(Spatial localization data)
►

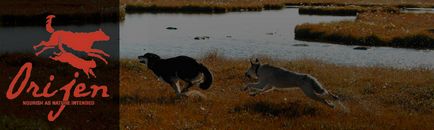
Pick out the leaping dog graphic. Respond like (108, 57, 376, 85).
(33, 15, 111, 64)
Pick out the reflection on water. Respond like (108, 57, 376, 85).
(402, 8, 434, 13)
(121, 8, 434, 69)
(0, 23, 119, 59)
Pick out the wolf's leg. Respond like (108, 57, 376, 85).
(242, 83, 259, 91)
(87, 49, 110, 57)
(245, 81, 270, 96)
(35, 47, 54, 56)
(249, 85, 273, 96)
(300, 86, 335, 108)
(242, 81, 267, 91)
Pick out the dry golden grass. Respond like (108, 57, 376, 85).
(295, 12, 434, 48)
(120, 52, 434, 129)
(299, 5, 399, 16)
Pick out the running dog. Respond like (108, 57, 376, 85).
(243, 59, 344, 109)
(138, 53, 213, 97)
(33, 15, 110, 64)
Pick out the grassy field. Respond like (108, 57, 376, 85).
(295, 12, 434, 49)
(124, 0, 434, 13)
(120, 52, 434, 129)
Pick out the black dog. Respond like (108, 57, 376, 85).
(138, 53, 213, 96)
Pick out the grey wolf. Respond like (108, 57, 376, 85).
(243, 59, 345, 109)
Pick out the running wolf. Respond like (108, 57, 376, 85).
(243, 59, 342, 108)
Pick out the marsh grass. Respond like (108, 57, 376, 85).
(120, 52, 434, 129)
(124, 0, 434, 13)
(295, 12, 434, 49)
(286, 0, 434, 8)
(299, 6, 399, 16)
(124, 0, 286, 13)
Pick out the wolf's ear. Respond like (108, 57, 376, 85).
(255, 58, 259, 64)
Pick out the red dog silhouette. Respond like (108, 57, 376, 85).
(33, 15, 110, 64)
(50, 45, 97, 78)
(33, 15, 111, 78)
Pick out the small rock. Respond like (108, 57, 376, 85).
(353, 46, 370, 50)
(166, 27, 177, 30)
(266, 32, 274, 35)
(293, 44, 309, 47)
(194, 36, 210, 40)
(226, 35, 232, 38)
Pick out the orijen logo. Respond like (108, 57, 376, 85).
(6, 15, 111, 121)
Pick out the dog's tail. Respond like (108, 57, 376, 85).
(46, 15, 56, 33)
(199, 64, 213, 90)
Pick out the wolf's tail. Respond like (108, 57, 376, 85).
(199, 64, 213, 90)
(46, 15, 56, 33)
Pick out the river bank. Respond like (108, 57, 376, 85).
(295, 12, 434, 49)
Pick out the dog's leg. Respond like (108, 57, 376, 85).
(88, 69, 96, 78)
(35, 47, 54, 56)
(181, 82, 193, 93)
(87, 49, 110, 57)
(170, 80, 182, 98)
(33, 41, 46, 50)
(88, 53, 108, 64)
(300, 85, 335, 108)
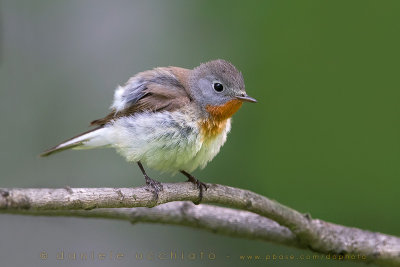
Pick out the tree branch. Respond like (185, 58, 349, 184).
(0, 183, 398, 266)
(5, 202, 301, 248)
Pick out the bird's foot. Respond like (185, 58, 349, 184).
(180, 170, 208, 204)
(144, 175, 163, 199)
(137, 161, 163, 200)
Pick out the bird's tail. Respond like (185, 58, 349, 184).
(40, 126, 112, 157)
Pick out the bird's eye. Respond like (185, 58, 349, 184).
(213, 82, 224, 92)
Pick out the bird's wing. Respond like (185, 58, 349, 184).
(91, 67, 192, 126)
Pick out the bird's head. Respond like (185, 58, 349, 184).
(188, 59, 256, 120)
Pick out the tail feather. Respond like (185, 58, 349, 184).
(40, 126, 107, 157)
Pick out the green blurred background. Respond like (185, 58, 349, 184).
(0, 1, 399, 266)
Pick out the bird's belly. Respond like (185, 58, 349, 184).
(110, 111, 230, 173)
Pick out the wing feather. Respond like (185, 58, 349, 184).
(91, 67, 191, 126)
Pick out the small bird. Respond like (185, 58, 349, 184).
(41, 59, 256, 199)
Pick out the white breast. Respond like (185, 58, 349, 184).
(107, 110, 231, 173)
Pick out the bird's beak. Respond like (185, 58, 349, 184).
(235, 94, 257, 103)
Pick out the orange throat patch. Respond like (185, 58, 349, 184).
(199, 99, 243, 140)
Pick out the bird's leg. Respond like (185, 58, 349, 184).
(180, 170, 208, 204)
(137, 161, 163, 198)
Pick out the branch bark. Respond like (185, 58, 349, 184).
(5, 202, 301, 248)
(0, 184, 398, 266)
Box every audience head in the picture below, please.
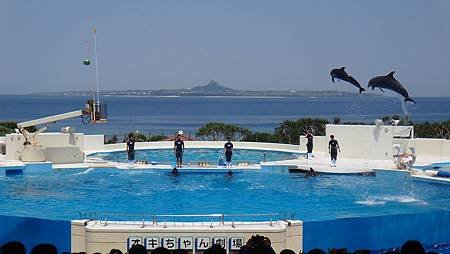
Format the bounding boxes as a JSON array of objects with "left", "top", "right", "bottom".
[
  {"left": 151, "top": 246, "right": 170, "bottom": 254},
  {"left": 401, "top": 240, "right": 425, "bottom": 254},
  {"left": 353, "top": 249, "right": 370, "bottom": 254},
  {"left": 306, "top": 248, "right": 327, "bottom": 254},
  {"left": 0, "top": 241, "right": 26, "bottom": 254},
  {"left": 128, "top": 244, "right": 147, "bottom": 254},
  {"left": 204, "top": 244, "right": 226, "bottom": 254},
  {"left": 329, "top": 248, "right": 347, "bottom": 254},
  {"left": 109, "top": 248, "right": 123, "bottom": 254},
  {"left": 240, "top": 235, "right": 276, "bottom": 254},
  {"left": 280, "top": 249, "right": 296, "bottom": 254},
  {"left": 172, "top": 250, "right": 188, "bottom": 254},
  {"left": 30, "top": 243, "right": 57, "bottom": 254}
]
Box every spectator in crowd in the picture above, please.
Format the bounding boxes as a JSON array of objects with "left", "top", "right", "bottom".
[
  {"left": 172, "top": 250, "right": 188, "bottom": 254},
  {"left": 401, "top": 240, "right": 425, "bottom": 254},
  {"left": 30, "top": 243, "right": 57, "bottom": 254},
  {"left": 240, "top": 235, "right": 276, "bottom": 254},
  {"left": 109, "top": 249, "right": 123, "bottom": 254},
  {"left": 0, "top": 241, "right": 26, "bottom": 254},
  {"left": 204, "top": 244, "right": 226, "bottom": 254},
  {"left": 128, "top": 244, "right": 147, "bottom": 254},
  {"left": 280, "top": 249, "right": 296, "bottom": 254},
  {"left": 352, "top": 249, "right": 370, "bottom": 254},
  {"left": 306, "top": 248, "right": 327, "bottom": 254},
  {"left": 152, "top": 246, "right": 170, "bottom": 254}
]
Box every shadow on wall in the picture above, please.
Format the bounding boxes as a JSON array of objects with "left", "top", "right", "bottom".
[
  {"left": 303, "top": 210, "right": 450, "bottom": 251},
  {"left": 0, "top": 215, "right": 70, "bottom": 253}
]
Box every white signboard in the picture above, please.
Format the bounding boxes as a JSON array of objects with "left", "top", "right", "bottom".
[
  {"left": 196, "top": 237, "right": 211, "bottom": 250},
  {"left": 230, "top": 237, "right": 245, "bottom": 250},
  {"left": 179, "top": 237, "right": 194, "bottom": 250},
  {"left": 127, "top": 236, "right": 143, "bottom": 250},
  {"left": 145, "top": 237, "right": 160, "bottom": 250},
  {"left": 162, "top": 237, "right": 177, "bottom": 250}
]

◄

### Work request
Only the last part of the records is wanted. Repeat it exactly, beginning at the line containing "Box every white" and ending at the final line.

### Solution to the exercise
Box every white signboard in the picture above, please.
Format the bounding boxes as a JSON array of objects with "left", "top", "right", "bottom".
[
  {"left": 196, "top": 237, "right": 211, "bottom": 250},
  {"left": 230, "top": 237, "right": 245, "bottom": 250},
  {"left": 179, "top": 237, "right": 194, "bottom": 250},
  {"left": 127, "top": 236, "right": 143, "bottom": 250},
  {"left": 145, "top": 237, "right": 160, "bottom": 250},
  {"left": 162, "top": 237, "right": 177, "bottom": 250}
]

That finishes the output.